**** Исходный текст
Набоков - страница 7
Монограмма «ЕН» на картушах фамильного особняка соединила имена, принадлежавшие разным общественным сферам — разным социальным стратам, как стали говорить в наш просвещенный век. Елена, в девичестве Рукавишникова, происходила из семьи, получившей дворянство только в 1883 году, после того как ее отцу был пожалован орден Святого Владимира 4-й степени, дававший такое право. Фамилия, которую она стала носить, выйдя за Владимира Дмитриевича Набокова, была аристократической, звучной, широко известной.
Прадед, «сибирский золотопромышленник и миллионщик», лишь мимоходом упомянут в «Других берегах», где о Рукавишниковых, «диковинных, а иногда и страшных», вообще даются крайне скупые сведения (повод для упреков в «сословном снобизме», прозвучавших из уст Зинаиды Шаховской, много лет знавшей писателя Набокова). Чуть более пристального внимания прадед, которому Рукавишниковы были обязаны своим огромным богатством, удостоился в английском варианте автобиографии. Но, когда писалась книга «Память, говори», Мнемозина начинала плутать: алапаевские заводы этого креза, приносившие основной доход, расположились под Нижнетагильском.
Незадолго до революции юный Набоков как будто собирался наведаться в те края (привлекаемый, впрочем, не минералогией, а энтомологией, своей пожизненной манией). История распорядилась так, что ехать пришлось не на Урал, а в Крым. Кстати, там, в Крыму, у старика Рукавишникова было имение — то самое, где Айвазовский описывал свою встречу с Пушкиным. У Айвазовского, жившего поблизости, бывал летом 1888 года впервые приехавший в Крым Чехов и как-то за обедом познакомился с Прасковьей Терновской, приходившейся Елене Рукавишниковой родной теткой. Терновская была врач, жена известного профессора Медико-хирургической академии, женщина во многих отношениях замечательная, но со слишком уж непривлекательной внешностью: в письме Чехов называет ее ожиревшим комком мяса и говорит, что получится болотная лягушка, если эту даму раздеть и выкрасить в зеленую краску. Эпизод приведен в английской автобиографии; легкие шалости Мнемозины продолжаются: адресатом указана сестра, хотя письмо обращено ко всем Чеховым, и неверно дана дата — не 3 августа, как у Набокова, а 22–23 июля.
********
**** Блок данных
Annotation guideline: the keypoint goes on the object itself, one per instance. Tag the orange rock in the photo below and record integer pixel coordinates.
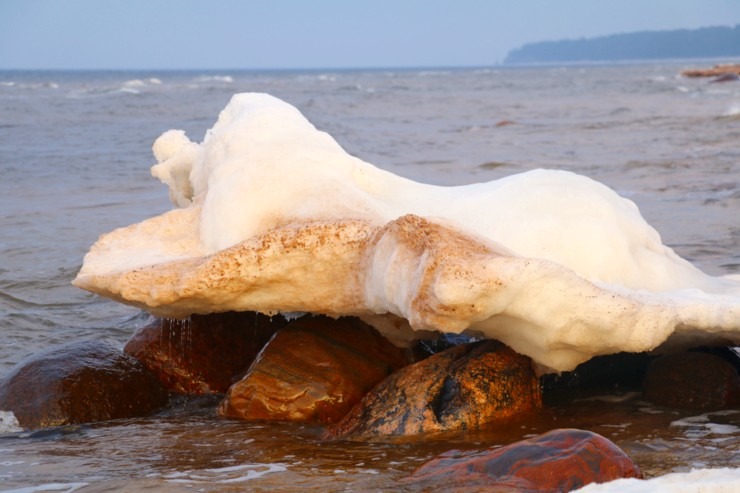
********
**Задания:**
**a)** В каком году, согласно тексту о Набокове, семья Рукавишниковых получила дворянство?
**b)** Объясните, опираясь на текст о Набокове, почему семья Рукавишниковых была возведена в дворянство.
**c)** Напишите продолжение текста о Набокове, начав сразу после его последнего предложения.

**Письменные ответы:**
**a)** В 1883 году.

**b)** Отцу Елены Рукавишниковой был пожалован орден Святого Владимира 4-й степени, а эта награда давала право на дворянство.

**c)**
Видимо, особого интереса к Рукавишниковым у Набокова не было, не говоря о чувстве близости (его отец, напротив, питал к этим родственникам уважение и даже составил жизнеописание одного из них, Николая, кузена своей жены: он возглавлял приют для малолетних, построенный его отцом). Не так сложно объяснить, отчего Набокову они были в общем чужие. Снобизм — слово слишком сильное, однако сам Набоков не делал тайны из своего почитания аристократизма. А Рукавишниковы были почтенный купеческий род, находившийся в свойстве с Мамонтовыми, Якунчиковыми, Третьяковыми и еще несколькими столь же прославленными представителями торгового и промышленного сословия. Глядя на них, никто бы, разумеется, не стал вспоминать про темное царство, по поводу которого сокрушался Добролюбов. О нет, они были людьми новой формации, теми, о ком популярный в те годы писатель Боборыкин, отменный знаток этой среды, писал, что стараниями денежных патрициев учреждаются стипендии, заводятся библиотеки, «входят в жизнь разные попытки, уже прямо связывающие мошну, амбар и фабрику с миром идей, с мозговой работой». Но все-таки они по своему существу были миллионщиками.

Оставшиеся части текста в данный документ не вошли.